Copy each line containing the word "flagpole" from the records that follow, please.

[Study material Boundary: Start]

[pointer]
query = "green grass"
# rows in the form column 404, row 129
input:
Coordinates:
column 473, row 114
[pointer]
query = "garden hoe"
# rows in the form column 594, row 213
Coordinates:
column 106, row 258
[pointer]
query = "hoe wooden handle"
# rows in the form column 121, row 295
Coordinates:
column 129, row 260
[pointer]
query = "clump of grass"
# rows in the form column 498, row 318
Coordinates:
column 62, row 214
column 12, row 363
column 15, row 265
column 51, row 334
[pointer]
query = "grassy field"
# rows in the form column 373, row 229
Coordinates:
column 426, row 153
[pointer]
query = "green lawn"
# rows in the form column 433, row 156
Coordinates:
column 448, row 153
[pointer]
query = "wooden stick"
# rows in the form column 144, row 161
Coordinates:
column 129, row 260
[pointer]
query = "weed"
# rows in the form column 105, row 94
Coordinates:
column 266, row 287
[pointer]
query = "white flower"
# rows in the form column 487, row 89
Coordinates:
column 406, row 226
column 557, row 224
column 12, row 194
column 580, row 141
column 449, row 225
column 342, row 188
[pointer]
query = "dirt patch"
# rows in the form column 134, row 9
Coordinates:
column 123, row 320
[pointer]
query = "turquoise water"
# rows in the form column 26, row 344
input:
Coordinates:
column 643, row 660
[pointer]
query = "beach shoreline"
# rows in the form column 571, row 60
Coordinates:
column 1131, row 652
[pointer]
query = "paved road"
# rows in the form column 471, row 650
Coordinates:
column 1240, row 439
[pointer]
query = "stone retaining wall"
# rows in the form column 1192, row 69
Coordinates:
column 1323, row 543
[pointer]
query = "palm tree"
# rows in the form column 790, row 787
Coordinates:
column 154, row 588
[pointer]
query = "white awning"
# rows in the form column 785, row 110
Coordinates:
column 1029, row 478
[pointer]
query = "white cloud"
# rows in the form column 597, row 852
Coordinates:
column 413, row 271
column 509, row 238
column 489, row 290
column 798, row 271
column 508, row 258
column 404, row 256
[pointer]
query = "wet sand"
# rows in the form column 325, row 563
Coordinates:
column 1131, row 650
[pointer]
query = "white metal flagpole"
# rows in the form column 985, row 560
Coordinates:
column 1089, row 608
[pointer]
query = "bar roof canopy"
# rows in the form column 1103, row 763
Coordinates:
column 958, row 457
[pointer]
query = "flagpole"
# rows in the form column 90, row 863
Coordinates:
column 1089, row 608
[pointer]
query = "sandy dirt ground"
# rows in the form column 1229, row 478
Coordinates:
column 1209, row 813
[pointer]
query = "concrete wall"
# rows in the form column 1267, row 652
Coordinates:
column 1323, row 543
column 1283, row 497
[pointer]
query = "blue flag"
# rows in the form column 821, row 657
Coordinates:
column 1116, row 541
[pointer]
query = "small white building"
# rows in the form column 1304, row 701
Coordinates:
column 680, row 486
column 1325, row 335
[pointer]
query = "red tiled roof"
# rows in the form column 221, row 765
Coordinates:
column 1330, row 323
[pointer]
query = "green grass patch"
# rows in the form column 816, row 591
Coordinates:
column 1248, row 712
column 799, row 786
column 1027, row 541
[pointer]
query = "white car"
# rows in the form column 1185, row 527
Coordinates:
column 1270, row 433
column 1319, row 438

[Study material Boundary: End]

__The answer__:
query = "white metal flagpole"
query = "flagpole"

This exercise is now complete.